Arrange the data below as a Markdown table with the columns Number and Line, putting each nonblank line in its own numbered row. Omit the pictures.

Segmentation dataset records
▬▬▬▬▬▬▬▬▬▬
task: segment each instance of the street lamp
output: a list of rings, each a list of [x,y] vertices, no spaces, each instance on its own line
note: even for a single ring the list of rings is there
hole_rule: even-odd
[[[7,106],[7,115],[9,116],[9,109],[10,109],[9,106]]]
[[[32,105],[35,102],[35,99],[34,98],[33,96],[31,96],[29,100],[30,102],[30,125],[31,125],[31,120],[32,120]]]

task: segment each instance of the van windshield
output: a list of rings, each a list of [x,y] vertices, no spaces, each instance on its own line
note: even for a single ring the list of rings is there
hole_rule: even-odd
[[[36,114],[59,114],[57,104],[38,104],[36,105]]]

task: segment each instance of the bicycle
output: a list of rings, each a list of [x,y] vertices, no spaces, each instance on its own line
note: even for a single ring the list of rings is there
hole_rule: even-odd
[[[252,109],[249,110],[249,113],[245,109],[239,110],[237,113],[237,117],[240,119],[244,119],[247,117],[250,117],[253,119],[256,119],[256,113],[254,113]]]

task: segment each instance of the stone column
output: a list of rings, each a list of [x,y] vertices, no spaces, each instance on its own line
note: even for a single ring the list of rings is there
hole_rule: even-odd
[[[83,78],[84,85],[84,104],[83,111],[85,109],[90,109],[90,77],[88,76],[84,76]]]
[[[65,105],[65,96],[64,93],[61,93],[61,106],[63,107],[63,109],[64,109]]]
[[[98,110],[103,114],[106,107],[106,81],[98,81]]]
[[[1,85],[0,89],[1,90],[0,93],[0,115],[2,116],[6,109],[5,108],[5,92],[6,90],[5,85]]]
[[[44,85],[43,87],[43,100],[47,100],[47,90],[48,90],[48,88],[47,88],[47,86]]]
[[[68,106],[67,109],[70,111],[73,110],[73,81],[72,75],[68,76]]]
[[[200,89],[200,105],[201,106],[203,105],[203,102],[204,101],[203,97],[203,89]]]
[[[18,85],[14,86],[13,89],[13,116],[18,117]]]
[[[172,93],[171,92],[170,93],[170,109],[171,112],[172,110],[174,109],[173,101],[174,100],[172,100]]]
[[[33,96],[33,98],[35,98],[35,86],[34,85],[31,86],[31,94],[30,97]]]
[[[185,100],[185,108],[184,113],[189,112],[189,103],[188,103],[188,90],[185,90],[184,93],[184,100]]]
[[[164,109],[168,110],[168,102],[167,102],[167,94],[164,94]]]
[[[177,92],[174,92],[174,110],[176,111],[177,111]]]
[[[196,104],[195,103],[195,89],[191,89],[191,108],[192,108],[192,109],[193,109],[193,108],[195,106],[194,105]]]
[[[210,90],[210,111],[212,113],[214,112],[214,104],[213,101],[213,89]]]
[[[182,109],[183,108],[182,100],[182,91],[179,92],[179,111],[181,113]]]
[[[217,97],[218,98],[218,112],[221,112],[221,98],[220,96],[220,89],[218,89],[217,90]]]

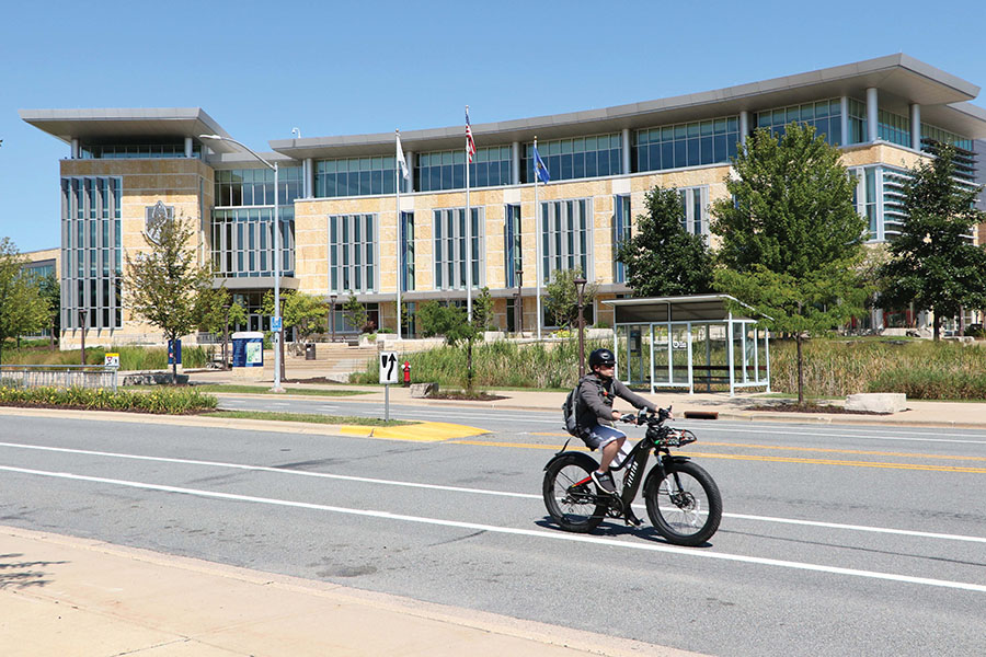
▬▬▬▬▬▬▬▬▬▬
Answer for this exercise
| Number | Line |
|---|---|
| 1 | task: segment each instance of the street lamp |
| 2 | output: a list of rings, each a list of [x,y] vertices, no spaces, each instance on its own line |
| 3 | note: even for a single ring the list of rings is there |
| 4 | hole_rule: even-odd |
| 5 | [[[7,106],[7,115],[9,116],[9,109],[10,109],[9,106]]] |
| 6 | [[[32,105],[35,102],[35,99],[34,98],[33,96],[31,96],[29,100],[30,102],[30,125],[31,125],[31,120],[32,120]]] |
| 7 | task: segment each instance of the van windshield |
| 8 | output: a list of rings, each a list of [x,y] vertices, no spaces, each instance on its own line |
| 9 | note: even for a single ring the list of rings is there |
| 10 | hole_rule: even-odd |
| 11 | [[[36,114],[59,114],[57,104],[38,104],[36,105]]] |
| 12 | task: segment each instance of the bicycle |
| 13 | output: a list of rings, each a list of [x,y] vertices, no spaces, each instance on its own line |
| 14 | note: even for a single ring the list of rings is there |
| 15 | hole_rule: even-odd |
| 16 | [[[252,109],[249,110],[249,113],[245,109],[239,110],[237,113],[237,117],[240,119],[244,119],[247,117],[250,117],[253,119],[256,119],[256,113],[254,113]]] |
| 17 | task: segment each instance of the stone column |
| 18 | output: a list of rings, each a list of [x,y] vertices, no spaces, each instance on its own line |
| 19 | note: even for a single ring the list of rings is there |
| 20 | hole_rule: even-odd |
| 21 | [[[83,78],[84,85],[84,104],[83,111],[85,109],[90,109],[90,77],[88,76],[84,76]]] |
| 22 | [[[65,105],[65,96],[64,93],[61,93],[61,106],[63,107],[63,109],[64,109]]] |
| 23 | [[[98,110],[103,114],[106,107],[106,81],[98,81]]] |
| 24 | [[[1,85],[0,89],[1,90],[0,93],[0,115],[2,116],[6,109],[5,108],[5,92],[6,90],[5,85]]] |
| 25 | [[[44,85],[43,87],[43,100],[47,100],[47,90],[48,90],[48,88],[47,88],[47,86]]] |
| 26 | [[[68,106],[67,109],[70,111],[73,110],[73,81],[72,75],[68,76]]] |
| 27 | [[[200,89],[200,105],[201,106],[203,105],[203,102],[204,101],[203,97],[203,89]]] |
| 28 | [[[18,85],[14,86],[13,89],[13,116],[18,117]]] |
| 29 | [[[172,93],[171,92],[170,93],[170,109],[171,112],[172,110],[174,109],[173,101],[174,100],[172,100]]] |
| 30 | [[[33,96],[33,98],[35,98],[35,86],[34,85],[31,86],[31,94],[30,97]]] |
| 31 | [[[185,100],[185,108],[184,113],[189,112],[189,103],[188,103],[188,90],[185,90],[184,93],[184,100]]] |
| 32 | [[[164,109],[168,110],[168,102],[167,102],[167,94],[164,94]]] |
| 33 | [[[177,92],[174,92],[174,110],[176,111],[177,111]]] |
| 34 | [[[196,104],[195,103],[195,89],[191,89],[191,108],[192,108],[192,109],[193,109],[193,108],[195,106],[194,105]]] |
| 35 | [[[210,90],[210,111],[212,113],[214,112],[214,104],[213,101],[213,89]]] |
| 36 | [[[182,109],[183,108],[182,100],[182,91],[179,92],[179,111],[181,113]]] |
| 37 | [[[217,97],[218,98],[218,112],[221,112],[221,98],[220,96],[220,89],[218,89],[217,90]]] |